**Extrait fourni**
---
Limonov d'Emmanuel Carrère

Edouard Limonov. Je n’avais jamais entendu parler de lui avant, j’avoue. A priori le titre et le sujet ne m’inspiraient pas spécialement. Mais c’est écrit par Emmanuel Carrère, un de mes auteurs contemporains préférés. Alors je plonge.

Le livre commence lors de l’assassinat d’Anna Politkovskaïa en 2006, journaliste russe notoirement opposée à Poutine. Cet évènement amène Carrère à aller à Moscou interroger des proches de cette femme courageuse. Il assiste à une commémoration en hommage aux victimes civiles du théâtre de la Doubrovka (tout le monde a encore en tête ces images de personnes mortes asphyxiées dans des fauteuils de théâtre). Et c’est là qu’il aperçoit Limonov puis décide d’écrire un long papier sur lui. Finalement ce sera un livre.

Il faut bien tout un livre pour rendre compte de la vie d’Edouard Limonov. Il est de ceux qui ne prennent jamais de vacances, qui ont une énergie qui semble intarissable. Il est de ceux dont on peut vraiment dire qu’ils ont eu plusieurs vies dans une seule vie : voyou dans sa prime jeunesse, poète underground sous Brejnev, clochard puis laquais d’un milliardaire à New York, écrivain provocateur à Paris, soldat dans les Balkans, chef d’un parti politique d’extrême droite ou gauche (on ne sait pas bien) en Russie et enfin prisonnier politique sous Poutine. Le livre retrace son parcours de manière chronologique.

Ni admirable, ni détestable, Limonov fascine. C’est l’intelligence de Carrère de bien choisir ses sujets. Au-delà de ça, le récit est concis, sobre, limpide : Carrère nous parle de la grande Histoire sans jamais nous ennuyer et a toujours à cœur de ne pas perdre le lecteur dans des références historiques incompréhensibles.

Un très bon livre qui ne délivre pas de vérité toute faite mais tente de regarder sans juger la complexité d’une âme de guerrier. D’ailleurs, Carrère ne cesse de le dire : « c’est plus compliqué que ça ».
---
**Données**
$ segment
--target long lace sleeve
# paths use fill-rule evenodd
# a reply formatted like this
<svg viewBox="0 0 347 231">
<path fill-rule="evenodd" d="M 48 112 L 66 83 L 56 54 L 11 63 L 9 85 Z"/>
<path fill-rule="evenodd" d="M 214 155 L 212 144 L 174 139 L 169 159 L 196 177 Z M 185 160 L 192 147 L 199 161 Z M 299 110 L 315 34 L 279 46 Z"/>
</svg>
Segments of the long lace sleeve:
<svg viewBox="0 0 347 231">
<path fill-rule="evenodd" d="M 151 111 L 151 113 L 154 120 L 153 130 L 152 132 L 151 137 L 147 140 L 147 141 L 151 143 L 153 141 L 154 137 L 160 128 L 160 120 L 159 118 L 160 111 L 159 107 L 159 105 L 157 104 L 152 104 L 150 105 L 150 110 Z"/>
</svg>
---
**Consigne écrite**
Dans l'extrait fourni, pouvez-vous recopier le passage de « Edouard Limonov. Je » à « sera un livre. » en substituant « Saint-Pétersbourg » à « Moscou » ?

**Réponse proposée**
Edouard Limonov. Je n’avais jamais entendu parler de lui avant, j’avoue. A priori le titre et le sujet ne m’inspiraient pas spécialement. Mais c’est écrit par Emmanuel Carrère, un de mes auteurs contemporains préférés. Alors je plonge.

Le livre commence lors de l’assassinat d’Anna Politkovskaïa en 2006, journaliste russe notoirement opposée à Poutine. Cet évènement amène Carrère à aller à Saint-Pétersbourg interroger des proches de cette femme courageuse. Il assiste à une commémoration en hommage aux victimes civiles du théâtre de la Doubrovka (tout le monde a encore en tête ces images de personnes mortes asphyxiées dans des fauteuils de théâtre). Et c’est là qu’il aperçoit Limonov puis décide d’écrire un long papier sur lui. Finalement ce sera un livre.